== Exercise ==
Copy all lines in the material holding the string "mushroom".
** Opening Given data block **
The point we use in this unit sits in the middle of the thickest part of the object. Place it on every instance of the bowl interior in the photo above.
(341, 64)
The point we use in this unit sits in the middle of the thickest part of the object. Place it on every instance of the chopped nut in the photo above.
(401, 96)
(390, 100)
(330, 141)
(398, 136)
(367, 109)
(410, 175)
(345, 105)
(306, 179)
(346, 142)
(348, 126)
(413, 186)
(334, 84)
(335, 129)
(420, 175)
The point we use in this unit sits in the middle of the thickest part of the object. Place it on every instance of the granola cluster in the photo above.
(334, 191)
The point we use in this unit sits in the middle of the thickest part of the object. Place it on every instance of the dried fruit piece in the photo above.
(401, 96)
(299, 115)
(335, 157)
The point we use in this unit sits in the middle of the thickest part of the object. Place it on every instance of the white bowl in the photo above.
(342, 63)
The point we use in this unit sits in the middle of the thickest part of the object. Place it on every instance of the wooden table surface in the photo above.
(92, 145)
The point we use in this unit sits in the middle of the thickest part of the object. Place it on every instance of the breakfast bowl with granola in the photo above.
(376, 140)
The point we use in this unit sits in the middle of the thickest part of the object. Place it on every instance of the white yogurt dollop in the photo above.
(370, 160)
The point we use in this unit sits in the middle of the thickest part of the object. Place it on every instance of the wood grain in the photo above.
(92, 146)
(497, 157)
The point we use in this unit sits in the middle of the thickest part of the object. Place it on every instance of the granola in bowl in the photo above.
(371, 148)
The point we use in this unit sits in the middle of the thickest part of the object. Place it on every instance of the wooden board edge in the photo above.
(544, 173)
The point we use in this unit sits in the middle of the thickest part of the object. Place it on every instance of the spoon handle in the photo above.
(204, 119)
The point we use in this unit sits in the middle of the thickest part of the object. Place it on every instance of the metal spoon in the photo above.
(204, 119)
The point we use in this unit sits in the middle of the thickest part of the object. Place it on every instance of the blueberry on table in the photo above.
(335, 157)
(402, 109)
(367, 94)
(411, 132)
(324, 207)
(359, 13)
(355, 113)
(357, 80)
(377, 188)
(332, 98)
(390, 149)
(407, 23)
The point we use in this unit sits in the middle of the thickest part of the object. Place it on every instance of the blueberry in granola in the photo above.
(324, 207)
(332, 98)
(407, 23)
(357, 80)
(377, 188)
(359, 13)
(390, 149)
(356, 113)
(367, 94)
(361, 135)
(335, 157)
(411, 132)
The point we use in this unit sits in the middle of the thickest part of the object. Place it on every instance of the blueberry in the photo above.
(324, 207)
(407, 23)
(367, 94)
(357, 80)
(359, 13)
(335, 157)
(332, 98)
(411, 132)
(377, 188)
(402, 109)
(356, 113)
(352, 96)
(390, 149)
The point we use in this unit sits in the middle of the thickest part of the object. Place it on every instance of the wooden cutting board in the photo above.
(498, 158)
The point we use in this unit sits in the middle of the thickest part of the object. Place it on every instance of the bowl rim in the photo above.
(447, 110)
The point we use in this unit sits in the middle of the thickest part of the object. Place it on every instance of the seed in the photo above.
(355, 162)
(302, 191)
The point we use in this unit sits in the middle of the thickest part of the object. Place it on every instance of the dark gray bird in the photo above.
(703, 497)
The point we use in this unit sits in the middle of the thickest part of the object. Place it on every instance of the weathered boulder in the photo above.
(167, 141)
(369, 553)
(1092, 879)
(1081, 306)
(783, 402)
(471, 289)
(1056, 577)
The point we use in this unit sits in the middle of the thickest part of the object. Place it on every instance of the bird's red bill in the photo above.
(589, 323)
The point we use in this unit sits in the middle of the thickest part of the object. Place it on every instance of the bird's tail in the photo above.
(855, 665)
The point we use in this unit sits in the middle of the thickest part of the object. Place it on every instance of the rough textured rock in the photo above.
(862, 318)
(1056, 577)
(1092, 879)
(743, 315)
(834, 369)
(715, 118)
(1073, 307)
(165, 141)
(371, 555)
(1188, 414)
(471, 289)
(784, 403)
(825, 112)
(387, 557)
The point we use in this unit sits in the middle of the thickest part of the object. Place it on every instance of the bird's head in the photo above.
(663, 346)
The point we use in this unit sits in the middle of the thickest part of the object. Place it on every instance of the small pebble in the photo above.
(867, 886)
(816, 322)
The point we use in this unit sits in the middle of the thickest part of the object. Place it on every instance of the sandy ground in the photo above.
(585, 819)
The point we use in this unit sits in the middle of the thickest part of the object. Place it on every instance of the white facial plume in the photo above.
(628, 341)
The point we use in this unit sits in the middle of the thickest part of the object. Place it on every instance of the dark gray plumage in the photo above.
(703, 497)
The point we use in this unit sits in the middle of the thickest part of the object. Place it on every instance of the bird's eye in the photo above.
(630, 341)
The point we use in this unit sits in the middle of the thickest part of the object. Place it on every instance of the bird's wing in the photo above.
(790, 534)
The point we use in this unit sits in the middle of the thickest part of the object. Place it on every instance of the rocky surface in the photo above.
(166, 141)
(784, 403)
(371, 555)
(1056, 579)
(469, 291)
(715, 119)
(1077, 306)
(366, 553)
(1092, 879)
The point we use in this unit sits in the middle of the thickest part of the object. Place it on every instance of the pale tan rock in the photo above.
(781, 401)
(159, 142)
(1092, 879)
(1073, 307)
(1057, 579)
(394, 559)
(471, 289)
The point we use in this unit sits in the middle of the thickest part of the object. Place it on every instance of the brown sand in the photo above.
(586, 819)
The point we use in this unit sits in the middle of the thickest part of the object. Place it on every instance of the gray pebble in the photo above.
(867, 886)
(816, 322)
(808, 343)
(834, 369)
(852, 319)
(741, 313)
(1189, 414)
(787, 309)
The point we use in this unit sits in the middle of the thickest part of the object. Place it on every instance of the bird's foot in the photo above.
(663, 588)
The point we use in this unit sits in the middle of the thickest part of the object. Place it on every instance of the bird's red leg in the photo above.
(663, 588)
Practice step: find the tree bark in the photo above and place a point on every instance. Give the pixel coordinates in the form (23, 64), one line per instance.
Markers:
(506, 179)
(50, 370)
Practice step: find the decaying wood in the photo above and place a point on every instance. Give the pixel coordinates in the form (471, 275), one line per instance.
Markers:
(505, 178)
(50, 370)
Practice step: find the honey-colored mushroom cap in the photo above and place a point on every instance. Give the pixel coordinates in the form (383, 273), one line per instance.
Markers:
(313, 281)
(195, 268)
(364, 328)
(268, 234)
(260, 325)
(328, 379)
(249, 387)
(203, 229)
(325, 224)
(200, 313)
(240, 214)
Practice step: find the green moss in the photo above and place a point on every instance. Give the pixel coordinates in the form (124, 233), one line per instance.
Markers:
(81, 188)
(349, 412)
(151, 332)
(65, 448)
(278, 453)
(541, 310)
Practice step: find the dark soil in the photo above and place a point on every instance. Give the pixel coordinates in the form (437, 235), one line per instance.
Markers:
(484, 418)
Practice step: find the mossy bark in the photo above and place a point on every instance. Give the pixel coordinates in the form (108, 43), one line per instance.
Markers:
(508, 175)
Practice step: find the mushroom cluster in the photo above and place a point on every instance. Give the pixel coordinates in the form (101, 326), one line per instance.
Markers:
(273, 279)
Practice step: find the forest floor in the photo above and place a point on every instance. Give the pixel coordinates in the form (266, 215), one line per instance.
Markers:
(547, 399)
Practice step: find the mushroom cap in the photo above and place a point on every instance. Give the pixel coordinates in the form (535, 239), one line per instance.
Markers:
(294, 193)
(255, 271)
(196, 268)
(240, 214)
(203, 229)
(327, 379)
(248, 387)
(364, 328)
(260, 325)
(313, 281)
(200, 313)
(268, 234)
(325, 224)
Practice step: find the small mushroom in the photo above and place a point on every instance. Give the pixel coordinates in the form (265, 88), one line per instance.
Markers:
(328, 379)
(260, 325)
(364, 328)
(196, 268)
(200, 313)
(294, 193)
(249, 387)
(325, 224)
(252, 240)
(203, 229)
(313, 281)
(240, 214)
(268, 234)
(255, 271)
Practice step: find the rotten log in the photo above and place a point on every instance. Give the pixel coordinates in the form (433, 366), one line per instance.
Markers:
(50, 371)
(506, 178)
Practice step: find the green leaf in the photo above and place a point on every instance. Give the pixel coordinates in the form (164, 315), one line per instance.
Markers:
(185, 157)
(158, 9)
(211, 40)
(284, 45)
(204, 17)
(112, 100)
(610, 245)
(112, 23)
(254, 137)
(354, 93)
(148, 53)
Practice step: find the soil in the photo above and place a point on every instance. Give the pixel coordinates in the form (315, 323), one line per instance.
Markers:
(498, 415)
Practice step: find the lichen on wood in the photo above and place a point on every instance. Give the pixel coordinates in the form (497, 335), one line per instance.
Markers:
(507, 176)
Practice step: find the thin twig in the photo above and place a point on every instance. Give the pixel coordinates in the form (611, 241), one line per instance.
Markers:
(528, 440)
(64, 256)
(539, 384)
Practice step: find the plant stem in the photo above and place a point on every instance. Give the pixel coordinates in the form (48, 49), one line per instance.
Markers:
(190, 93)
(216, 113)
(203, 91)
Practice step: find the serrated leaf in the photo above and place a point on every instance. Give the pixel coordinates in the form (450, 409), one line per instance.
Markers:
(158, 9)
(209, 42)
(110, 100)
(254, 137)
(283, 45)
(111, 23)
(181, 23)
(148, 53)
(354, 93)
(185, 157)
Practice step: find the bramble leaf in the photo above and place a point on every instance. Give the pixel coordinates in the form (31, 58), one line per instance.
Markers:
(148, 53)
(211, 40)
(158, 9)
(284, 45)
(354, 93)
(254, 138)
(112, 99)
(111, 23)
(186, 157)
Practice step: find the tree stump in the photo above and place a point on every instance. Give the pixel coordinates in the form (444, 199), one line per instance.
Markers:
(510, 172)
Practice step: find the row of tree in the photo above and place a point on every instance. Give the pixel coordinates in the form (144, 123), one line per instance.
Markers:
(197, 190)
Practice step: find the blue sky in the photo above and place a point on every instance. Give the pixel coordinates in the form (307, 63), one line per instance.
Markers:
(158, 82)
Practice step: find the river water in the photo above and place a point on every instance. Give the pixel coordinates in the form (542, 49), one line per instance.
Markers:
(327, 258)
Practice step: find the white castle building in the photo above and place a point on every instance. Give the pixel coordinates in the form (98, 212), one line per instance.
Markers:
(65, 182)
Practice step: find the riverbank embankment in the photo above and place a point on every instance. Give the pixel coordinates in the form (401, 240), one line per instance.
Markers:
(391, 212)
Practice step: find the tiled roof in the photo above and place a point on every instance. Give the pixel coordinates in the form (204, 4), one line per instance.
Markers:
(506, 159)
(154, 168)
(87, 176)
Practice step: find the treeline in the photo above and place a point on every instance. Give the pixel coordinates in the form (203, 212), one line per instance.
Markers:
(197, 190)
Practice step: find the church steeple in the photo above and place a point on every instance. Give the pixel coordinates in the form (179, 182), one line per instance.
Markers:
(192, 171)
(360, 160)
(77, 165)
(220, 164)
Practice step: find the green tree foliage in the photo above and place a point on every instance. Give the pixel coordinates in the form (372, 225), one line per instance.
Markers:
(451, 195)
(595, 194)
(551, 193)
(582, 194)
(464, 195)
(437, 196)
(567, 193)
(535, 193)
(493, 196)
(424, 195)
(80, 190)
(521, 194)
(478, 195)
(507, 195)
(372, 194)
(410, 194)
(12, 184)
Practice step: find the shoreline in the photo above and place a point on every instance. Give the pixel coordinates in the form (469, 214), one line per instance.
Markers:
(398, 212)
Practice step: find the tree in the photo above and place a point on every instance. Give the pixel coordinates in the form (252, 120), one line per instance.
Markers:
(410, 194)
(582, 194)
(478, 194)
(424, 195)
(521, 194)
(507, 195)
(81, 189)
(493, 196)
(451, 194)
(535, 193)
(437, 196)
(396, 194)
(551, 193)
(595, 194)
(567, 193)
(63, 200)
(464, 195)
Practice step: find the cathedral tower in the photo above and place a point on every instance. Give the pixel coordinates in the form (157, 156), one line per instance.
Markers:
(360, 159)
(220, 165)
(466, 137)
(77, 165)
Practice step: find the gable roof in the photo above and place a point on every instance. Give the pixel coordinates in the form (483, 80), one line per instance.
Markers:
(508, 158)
** Closing Given data block **
== Response box ==
Practice step: find the honey-colored mushroom cap in the photo above and place a point on every instance. Give the pixel coordinates in the form (383, 273), one line per instance.
Practice step: find the mushroom cluster in the photo above and place a point on every instance. Give the pixel coordinates in the form (101, 326), one line per instance.
Practice step: find the mushroom cap in the photo above and place a point on every instance. Give the pixel coordinates in the form (535, 239), one line per instance.
Practice step: find the small mushroom in the photo above and place a point on every instance. Give the pixel coordinates in the form (265, 88), one line per instance.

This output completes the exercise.